→ EXERCISE REQUIREMENTS
Would you please copy every line below that includes the string "building"?

→ GIVEN DATA
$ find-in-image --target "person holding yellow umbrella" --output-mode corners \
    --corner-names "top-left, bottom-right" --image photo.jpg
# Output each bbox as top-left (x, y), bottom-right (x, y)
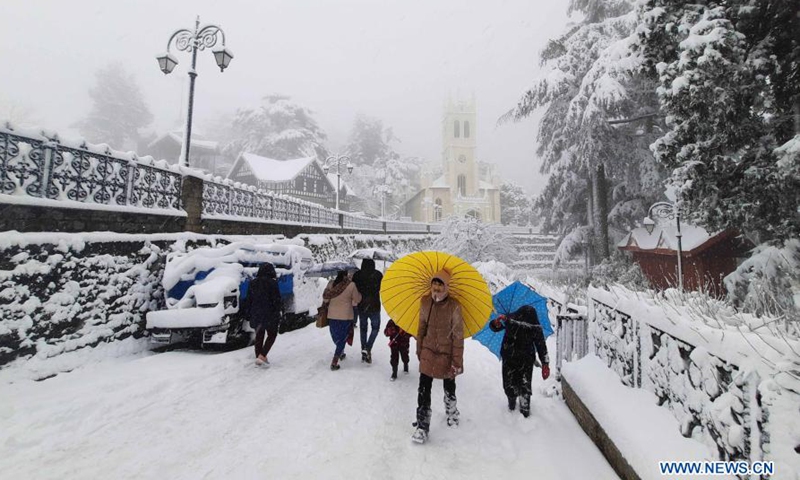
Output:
top-left (381, 251), bottom-right (492, 445)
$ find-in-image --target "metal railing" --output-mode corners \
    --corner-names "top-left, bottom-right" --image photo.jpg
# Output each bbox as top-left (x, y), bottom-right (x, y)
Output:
top-left (1, 124), bottom-right (182, 212)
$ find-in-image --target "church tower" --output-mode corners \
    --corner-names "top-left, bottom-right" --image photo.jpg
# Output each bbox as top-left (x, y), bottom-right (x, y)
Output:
top-left (442, 95), bottom-right (477, 198)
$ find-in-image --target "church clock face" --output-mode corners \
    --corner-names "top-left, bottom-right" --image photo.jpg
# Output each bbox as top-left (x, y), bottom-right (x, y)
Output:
top-left (458, 155), bottom-right (466, 164)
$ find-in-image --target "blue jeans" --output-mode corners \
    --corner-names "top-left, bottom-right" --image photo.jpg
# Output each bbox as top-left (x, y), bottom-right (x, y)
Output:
top-left (329, 319), bottom-right (351, 358)
top-left (358, 310), bottom-right (381, 352)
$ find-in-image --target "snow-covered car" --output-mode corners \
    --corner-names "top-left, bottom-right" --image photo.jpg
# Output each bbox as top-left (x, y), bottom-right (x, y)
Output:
top-left (145, 242), bottom-right (316, 348)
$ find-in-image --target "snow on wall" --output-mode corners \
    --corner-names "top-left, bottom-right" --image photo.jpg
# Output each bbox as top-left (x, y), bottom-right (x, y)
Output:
top-left (587, 285), bottom-right (800, 475)
top-left (0, 234), bottom-right (168, 370)
top-left (0, 231), bottom-right (436, 377)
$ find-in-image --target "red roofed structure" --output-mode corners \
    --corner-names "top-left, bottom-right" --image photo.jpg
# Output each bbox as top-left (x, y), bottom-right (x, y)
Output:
top-left (618, 226), bottom-right (753, 297)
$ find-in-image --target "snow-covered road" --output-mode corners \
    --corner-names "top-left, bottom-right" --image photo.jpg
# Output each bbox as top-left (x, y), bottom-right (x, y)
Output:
top-left (1, 324), bottom-right (619, 480)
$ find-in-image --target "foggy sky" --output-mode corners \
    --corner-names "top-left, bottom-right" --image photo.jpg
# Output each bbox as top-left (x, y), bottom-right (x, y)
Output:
top-left (1, 0), bottom-right (569, 195)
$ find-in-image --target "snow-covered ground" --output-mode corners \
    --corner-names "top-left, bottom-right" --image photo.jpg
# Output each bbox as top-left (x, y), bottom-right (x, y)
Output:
top-left (0, 317), bottom-right (619, 480)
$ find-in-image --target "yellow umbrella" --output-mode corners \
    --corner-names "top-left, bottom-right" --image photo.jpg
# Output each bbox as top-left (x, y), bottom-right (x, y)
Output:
top-left (380, 251), bottom-right (492, 338)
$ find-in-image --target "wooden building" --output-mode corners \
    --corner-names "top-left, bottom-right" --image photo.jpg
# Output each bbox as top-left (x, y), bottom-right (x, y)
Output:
top-left (618, 226), bottom-right (753, 297)
top-left (226, 152), bottom-right (354, 210)
top-left (146, 132), bottom-right (227, 175)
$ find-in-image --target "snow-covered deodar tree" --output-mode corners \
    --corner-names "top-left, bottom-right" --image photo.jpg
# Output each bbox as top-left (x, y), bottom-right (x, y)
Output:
top-left (635, 0), bottom-right (800, 325)
top-left (223, 94), bottom-right (329, 160)
top-left (346, 114), bottom-right (423, 217)
top-left (501, 0), bottom-right (666, 267)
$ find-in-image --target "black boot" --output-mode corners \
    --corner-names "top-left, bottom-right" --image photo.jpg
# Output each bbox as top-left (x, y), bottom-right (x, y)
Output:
top-left (445, 394), bottom-right (460, 427)
top-left (365, 351), bottom-right (372, 364)
top-left (403, 363), bottom-right (409, 373)
top-left (519, 395), bottom-right (531, 418)
top-left (361, 349), bottom-right (368, 363)
top-left (391, 366), bottom-right (398, 381)
top-left (507, 395), bottom-right (516, 411)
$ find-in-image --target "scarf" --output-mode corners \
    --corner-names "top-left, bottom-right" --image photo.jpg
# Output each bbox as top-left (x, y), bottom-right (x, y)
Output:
top-left (323, 278), bottom-right (351, 301)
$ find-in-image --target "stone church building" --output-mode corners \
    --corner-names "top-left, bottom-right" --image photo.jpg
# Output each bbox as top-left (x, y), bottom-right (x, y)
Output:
top-left (404, 97), bottom-right (501, 223)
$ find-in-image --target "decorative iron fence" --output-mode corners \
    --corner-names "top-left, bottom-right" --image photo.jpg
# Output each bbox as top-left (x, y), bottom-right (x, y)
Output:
top-left (202, 179), bottom-right (339, 226)
top-left (1, 125), bottom-right (182, 212)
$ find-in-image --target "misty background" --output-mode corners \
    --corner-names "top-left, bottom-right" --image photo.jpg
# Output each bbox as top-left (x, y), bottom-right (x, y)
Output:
top-left (0, 0), bottom-right (570, 196)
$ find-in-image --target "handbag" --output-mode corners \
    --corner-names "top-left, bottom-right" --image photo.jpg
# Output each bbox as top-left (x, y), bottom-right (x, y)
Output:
top-left (316, 302), bottom-right (329, 328)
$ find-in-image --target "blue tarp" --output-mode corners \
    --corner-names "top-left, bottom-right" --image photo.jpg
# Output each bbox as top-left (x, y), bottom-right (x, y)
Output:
top-left (472, 281), bottom-right (552, 360)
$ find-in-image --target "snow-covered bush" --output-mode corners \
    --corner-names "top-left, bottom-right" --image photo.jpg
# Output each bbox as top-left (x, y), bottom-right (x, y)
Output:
top-left (724, 240), bottom-right (800, 335)
top-left (474, 260), bottom-right (516, 294)
top-left (590, 251), bottom-right (649, 291)
top-left (432, 217), bottom-right (517, 264)
top-left (0, 236), bottom-right (168, 368)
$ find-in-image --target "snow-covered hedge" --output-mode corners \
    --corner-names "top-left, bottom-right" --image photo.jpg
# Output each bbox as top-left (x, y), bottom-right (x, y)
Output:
top-left (0, 232), bottom-right (171, 369)
top-left (588, 285), bottom-right (800, 475)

→ ANSWER BELOW
$ find-in-image --target "wooden building" --output-mode corners \
$ find-in-image --target "stone church building" --output-mode corners \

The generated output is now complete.